→ What is expected
The listing below must be repeated word for word, with its images excluded.

→ Input for this task
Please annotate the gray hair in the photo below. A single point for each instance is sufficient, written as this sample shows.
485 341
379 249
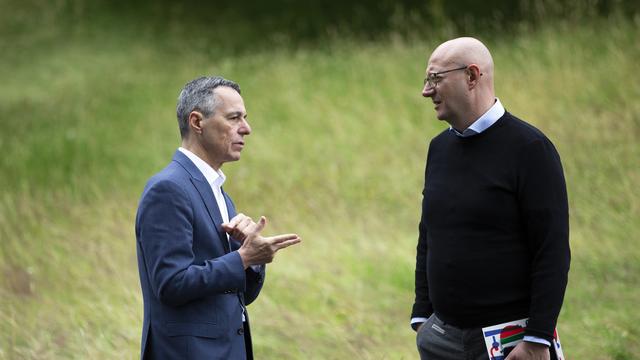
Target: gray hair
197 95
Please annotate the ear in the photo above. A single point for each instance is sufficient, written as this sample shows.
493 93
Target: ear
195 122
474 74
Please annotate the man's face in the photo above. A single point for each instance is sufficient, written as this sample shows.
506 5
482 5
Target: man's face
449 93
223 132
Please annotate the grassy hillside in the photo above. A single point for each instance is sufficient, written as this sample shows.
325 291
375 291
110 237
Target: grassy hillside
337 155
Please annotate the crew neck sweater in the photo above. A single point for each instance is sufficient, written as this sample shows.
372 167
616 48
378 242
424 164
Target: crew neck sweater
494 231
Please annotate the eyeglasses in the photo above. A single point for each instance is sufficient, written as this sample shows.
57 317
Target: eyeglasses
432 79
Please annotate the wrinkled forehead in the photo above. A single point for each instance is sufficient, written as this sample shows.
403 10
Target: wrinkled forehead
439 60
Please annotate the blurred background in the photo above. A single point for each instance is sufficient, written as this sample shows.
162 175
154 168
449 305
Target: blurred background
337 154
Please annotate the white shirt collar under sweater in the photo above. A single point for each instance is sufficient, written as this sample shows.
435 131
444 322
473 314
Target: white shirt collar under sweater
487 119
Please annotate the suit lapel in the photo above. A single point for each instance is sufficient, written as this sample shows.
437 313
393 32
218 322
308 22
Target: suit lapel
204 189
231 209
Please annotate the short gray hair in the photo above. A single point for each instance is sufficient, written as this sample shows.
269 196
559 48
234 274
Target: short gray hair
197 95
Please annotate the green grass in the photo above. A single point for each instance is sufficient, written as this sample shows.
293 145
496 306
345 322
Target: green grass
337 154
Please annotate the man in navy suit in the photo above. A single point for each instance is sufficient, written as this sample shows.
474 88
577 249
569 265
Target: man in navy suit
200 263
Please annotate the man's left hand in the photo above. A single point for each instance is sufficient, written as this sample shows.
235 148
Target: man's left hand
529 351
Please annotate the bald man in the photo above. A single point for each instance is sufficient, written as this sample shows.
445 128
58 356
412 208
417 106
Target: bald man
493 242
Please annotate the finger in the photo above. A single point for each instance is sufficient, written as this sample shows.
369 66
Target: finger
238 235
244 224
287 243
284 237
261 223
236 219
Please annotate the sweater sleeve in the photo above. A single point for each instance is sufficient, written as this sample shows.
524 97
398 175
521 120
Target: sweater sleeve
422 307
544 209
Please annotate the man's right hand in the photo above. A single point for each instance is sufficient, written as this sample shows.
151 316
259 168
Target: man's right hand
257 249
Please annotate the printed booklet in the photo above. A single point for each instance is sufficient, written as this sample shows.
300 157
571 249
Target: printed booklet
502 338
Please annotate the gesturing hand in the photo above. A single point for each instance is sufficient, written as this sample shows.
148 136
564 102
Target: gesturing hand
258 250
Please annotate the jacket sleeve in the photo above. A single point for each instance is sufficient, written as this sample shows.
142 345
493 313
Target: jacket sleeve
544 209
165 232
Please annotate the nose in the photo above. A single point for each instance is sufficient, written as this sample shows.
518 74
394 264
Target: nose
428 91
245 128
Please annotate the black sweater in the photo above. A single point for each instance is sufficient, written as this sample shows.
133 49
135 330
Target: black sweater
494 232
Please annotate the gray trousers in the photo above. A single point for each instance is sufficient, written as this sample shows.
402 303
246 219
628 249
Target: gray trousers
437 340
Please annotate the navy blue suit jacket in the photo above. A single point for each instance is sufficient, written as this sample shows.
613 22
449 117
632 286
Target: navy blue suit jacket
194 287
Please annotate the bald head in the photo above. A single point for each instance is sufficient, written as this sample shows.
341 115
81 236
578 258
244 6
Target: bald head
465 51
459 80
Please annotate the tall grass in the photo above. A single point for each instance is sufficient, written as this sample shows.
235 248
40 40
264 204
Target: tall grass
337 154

→ Complete response
Please annotate the gray hair in the photo below. A single point for each instance is sufficient, written as this sample shows.
485 341
379 249
Target: gray hair
197 95
Please annotate the ear in the photo above. A single point for each instance is sufficient, written as this sample shows.
493 93
Target: ear
195 122
474 74
Please annotate the man's face in the photo above. A single point for each instance is sufficient, written as this sample shows.
506 5
482 5
Target: man's face
449 93
223 132
Please annotate the grassy hillside in the photo above. A single point for each instance is sufficient, written as this sample shows.
325 291
375 291
110 237
Target: grassy hillside
337 155
Please annotate the crew neck sweater in the photo above. A single point for each instance is sufficient, written as this sample shows.
372 167
616 48
378 242
424 164
Target: crew neck sweater
494 231
Please annotate the eyeglasses in the photo above. A single point for each instance is sufficient, written as this sample shows.
57 317
Target: eyeglasses
432 79
Please annotate the wrinkled forehead in the photo above. A single point for each instance is sufficient, written as this sample shows.
403 10
Target: wrinkled forehead
439 60
Please annotate the blurred background in the photo above. A single point for each instance is sufficient, written as this sample shows.
162 175
154 168
449 305
Target: blurred background
337 154
Please annotate the white shirt collar under sweater in the photo above. A single point for each instance is sufficient, written as this sample shows.
435 131
444 322
473 314
Target: white shirt collar under sweater
487 119
Please annotate the suit lapel in the photo above. A single point for each instance is sufficient, written as this sample shows.
437 313
393 32
218 322
308 22
Target: suit lapel
204 189
231 209
Please annotate the short gray hair in the photo above. A single point for each instance is sufficient, written as this sample shows.
269 196
559 48
234 274
Target: short gray hair
197 95
Please annotate the green grass in the photo above. A single point for each instance is sufficient, written as this sample shows.
293 145
496 306
345 322
Target: green grass
337 154
Please annotate the man in navy suit in the photo above. A single point for each instance is sufficient, written as this sample shows.
474 88
577 249
569 265
Target: man in navy suit
200 263
Please annotate the man's left hand in the photo above. A single point for each instance is sufficient, written as this sample shows.
235 148
Target: man's left hand
529 351
Please annotate the bald man in the photo above. A single point for each instance is sufficient, written as this sample shows.
445 128
58 356
412 208
417 106
Target: bald man
493 242
Please annotate the finger in the photo above. A single point for each instance is sufficient, written as this sample shows.
369 66
Target: finger
238 235
244 224
287 243
284 237
261 223
236 219
Please annotate the sweater sleeve in the photo above. A single point for each instance is sufficient, written as this sample shows.
524 97
398 175
521 120
Target: sweater sleeve
422 307
544 209
Please annotate the man's right hand in the photo above. A single point for each instance is sufficient, written as this sample shows.
151 316
259 168
Target: man's right hand
257 249
Please annotate the printed booklet in the photo above. A single point for each instance is sufficient, written as this sample shows.
300 157
571 249
Target: printed booklet
502 338
Please annotate the gesturing hand in the photo above. A single point for each instance is sufficient, written as this sample shows.
148 136
564 102
Target: gesturing hand
258 250
Please annotate the jacket sleeve in the photo above. A single point for each instance is sufficient, written as this sample shows.
142 345
493 313
Target: jacket sleeve
544 209
165 232
Please annotate the nose in the photo above. A single point for each instance is sufficient, written as this sample shows.
518 74
394 264
Target: nose
428 91
245 128
Please annotate the black sweater in the photo above. A single point for each instance is sufficient, written as this sample shows.
133 49
135 330
Target: black sweater
494 232
Please annotate the gray trousers in the photo above. A single point for each instance is sufficient, written as this sample shows.
402 303
246 219
628 249
Target: gray trousers
437 340
Please annotate the navy blue suit jacket in the photo above. A single point for each instance is sufficient, written as this sample shows.
613 22
449 117
632 286
Target: navy blue suit jacket
194 287
Please annotate the bald head in the photo above. A single point for each instance is sufficient, written as this sample shows.
341 115
81 236
578 258
244 6
Target: bald head
465 51
459 80
Please annotate the tall grass in the photo above. A single point for each instance is sufficient, written as this sample shows.
235 248
40 40
264 204
Target: tall grass
337 154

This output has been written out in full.